#### Data for this task:
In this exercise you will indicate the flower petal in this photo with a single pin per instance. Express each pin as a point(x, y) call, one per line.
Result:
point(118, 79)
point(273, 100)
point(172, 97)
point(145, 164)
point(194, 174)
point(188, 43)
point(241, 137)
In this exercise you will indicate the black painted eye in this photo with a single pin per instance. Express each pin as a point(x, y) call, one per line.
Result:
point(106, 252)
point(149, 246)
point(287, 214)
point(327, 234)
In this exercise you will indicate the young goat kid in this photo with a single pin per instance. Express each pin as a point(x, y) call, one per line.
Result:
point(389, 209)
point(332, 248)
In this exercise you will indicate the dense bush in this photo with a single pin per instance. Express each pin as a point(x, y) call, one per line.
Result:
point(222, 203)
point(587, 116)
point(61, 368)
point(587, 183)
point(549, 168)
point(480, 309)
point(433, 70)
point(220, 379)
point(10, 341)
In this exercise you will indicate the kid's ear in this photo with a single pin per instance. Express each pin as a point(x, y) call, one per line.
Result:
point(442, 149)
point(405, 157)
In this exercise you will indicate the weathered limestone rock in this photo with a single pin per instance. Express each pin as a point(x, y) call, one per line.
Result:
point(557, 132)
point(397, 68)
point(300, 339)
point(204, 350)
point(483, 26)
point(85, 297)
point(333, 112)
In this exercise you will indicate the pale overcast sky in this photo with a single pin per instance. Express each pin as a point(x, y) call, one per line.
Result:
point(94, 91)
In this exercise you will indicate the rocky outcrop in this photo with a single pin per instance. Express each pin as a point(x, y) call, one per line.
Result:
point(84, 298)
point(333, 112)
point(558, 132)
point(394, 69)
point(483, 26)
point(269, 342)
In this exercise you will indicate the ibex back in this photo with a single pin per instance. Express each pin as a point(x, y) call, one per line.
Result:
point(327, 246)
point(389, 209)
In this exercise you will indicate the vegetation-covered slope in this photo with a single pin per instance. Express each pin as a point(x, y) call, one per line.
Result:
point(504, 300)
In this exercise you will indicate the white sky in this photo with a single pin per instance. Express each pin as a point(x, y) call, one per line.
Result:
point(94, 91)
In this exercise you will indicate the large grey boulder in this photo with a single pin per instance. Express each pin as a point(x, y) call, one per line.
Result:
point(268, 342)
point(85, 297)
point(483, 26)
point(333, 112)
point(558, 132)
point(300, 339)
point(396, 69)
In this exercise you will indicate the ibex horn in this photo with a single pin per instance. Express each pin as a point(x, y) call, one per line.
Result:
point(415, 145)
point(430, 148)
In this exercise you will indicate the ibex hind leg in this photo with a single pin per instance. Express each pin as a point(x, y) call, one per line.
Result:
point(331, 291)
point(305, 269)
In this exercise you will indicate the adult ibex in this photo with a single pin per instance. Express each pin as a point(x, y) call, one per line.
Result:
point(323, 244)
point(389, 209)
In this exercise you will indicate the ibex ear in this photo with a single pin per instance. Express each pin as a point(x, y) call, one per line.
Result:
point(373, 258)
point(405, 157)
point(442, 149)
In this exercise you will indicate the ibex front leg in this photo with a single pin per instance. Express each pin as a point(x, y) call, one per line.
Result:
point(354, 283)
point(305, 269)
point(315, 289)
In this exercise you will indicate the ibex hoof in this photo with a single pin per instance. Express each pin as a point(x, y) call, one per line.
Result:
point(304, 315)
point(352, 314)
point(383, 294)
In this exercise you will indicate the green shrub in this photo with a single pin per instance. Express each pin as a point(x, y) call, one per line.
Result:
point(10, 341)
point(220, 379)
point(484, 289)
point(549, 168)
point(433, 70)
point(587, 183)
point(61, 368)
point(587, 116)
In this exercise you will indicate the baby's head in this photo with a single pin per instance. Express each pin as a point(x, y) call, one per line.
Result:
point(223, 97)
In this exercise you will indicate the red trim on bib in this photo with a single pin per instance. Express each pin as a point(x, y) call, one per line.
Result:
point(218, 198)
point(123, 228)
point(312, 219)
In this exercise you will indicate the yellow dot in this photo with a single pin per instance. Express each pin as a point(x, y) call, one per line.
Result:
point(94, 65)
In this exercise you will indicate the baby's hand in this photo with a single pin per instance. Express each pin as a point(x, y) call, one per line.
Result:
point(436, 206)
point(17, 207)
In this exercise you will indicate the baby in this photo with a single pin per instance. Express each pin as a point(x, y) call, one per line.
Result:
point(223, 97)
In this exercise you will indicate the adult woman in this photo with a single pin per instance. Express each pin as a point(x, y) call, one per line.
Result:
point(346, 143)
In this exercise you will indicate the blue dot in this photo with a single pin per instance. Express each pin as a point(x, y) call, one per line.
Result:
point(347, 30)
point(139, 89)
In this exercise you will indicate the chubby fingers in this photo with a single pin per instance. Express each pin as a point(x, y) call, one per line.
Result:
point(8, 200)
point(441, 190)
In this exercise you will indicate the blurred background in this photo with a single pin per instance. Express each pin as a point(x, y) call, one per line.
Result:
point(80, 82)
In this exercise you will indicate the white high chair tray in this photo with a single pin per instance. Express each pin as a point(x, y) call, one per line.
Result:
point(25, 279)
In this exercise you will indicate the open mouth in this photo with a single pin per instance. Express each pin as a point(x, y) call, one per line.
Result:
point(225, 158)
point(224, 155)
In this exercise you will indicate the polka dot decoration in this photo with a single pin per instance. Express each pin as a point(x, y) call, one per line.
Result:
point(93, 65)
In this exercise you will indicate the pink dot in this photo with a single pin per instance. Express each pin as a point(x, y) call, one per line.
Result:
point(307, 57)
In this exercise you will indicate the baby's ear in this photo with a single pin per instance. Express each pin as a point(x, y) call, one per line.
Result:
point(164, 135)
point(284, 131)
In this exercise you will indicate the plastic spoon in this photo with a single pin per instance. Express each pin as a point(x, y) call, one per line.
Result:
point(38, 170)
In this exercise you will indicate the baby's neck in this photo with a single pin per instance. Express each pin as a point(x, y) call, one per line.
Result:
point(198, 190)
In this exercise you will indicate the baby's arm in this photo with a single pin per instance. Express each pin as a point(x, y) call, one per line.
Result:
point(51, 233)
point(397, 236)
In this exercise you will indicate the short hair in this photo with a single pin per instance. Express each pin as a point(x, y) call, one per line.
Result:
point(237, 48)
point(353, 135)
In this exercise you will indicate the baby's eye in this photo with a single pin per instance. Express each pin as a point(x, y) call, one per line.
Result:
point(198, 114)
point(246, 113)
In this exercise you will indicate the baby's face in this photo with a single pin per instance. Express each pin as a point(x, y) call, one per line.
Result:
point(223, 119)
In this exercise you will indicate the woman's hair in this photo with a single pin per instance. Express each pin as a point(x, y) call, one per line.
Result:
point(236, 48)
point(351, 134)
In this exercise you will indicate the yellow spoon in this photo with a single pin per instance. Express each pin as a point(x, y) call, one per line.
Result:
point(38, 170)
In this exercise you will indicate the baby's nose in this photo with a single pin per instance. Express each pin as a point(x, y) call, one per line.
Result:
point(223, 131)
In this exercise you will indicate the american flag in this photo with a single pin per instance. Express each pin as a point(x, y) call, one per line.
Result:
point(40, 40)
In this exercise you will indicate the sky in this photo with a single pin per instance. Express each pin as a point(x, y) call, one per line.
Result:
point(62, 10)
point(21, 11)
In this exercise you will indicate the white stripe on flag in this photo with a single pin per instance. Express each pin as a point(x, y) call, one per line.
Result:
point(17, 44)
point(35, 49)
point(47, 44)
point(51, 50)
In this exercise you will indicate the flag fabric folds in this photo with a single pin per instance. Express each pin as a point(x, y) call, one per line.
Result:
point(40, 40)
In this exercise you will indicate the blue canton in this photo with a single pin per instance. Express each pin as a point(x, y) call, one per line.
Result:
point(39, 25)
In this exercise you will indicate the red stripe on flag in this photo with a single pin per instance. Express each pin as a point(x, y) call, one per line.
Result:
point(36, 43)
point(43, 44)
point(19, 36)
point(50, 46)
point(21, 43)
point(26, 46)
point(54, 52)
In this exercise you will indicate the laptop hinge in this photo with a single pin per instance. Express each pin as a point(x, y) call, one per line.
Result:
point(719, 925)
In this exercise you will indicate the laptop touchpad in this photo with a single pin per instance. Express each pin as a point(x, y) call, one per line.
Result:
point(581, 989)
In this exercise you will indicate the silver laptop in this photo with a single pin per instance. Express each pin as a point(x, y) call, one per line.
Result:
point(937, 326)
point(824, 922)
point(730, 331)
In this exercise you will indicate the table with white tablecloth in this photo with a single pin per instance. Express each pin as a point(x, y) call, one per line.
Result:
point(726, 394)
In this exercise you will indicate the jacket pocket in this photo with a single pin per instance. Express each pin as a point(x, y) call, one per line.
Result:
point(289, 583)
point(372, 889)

#### Assignment:
Transcribe the entries above word for word, from the first line through the line containing "In this exercise you will indicate the rocky", and nothing else.

#### Result for this task:
In this exercise you will indicate the flower petal in this photo with a single pin per instance. Express each pin as a point(x, y) call, one per line.
Result:
point(118, 79)
point(273, 100)
point(172, 97)
point(145, 164)
point(194, 174)
point(188, 43)
point(241, 137)
In this exercise you will indicate the black painted eye in this photo with a single pin per instance. Express each pin as a point(x, y) call, one per line.
Result:
point(106, 252)
point(149, 246)
point(287, 214)
point(327, 234)
In this exercise you will indicate the young goat kid in this photo with a single pin per instance. Express each pin as a point(x, y) call, one per line.
Result:
point(389, 209)
point(332, 248)
In this exercise you will indicate the dense bush in this photo with a single pin per instance. Express each pin as a point(x, y) call, one per line.
Result:
point(222, 203)
point(587, 116)
point(61, 368)
point(587, 183)
point(549, 168)
point(480, 309)
point(433, 70)
point(220, 379)
point(10, 341)
In this exercise you will indicate the kid's ear in this photo with a single pin per instance. Express each pin as a point(x, y) call, one per line.
Result:
point(442, 149)
point(405, 157)
In this exercise you will indicate the weathered limestone rock in this photo with a single pin per instance. Express each pin as a point(x, y) call, one per line.
Result:
point(557, 132)
point(397, 68)
point(300, 339)
point(204, 350)
point(483, 26)
point(85, 297)
point(333, 112)
In this exercise you will indicate the pale overcast sky in this photo with a single pin per instance. Express each pin as a point(x, y) call, one per line.
Result:
point(94, 91)
In this exercise you will indicate the rocky outcrop in this photo with a single pin per instance. Express each pin as a point(x, y) call, one per line.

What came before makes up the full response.